*DATA ENTRIES:*
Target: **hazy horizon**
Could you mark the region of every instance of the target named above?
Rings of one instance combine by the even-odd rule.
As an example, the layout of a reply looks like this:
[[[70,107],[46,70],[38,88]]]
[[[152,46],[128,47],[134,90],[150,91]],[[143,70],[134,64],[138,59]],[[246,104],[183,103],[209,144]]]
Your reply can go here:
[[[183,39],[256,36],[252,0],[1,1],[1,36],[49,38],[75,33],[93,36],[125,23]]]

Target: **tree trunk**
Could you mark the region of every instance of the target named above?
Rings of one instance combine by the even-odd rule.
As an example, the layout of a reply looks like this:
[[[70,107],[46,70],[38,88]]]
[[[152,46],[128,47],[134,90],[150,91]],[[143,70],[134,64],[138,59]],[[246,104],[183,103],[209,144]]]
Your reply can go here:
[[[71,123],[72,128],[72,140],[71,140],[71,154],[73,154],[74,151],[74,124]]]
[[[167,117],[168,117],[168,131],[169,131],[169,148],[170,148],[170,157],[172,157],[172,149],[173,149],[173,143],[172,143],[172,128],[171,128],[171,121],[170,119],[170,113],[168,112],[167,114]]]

*WORK REQUIRED:*
Convert every line of the records above into a JSON list of strings, one string per line, with blank lines left out.

*EXPECTED ANSWER:*
[
  "Target: **hazy horizon**",
  "Could you mark the region of every instance of the target named above?",
  "Rings of one instance combine by the even-odd rule.",
  "As an example, the layout of a reply looks like this:",
  "[[[70,107],[46,70],[38,88]]]",
  "[[[152,46],[128,47],[134,90],[150,91]],[[143,70],[134,64],[138,59]],[[246,104],[183,103],[209,144]]]",
  "Your reply can go here:",
  "[[[183,39],[256,36],[252,0],[1,1],[1,36],[49,38],[75,33],[93,36],[125,23]]]",
  "Target: **tree trunk**",
  "Could you mark the region of every instance of the target named above?",
  "Rings of one instance combine by the even-odd rule.",
  "As an example, the layout of a reply looks like this:",
  "[[[70,107],[46,70],[38,88]]]",
  "[[[152,46],[128,47],[134,90],[150,91]],[[143,70],[134,64],[138,59]],[[246,104],[183,103],[209,144]]]",
  "Your reply can go here:",
  "[[[71,123],[72,128],[72,140],[71,140],[71,154],[73,154],[74,151],[74,124]]]",
  "[[[167,117],[168,117],[168,131],[169,131],[169,148],[170,148],[170,157],[172,157],[172,149],[173,149],[173,143],[172,143],[172,128],[171,128],[171,121],[170,119],[170,113],[168,112],[167,114]]]"
]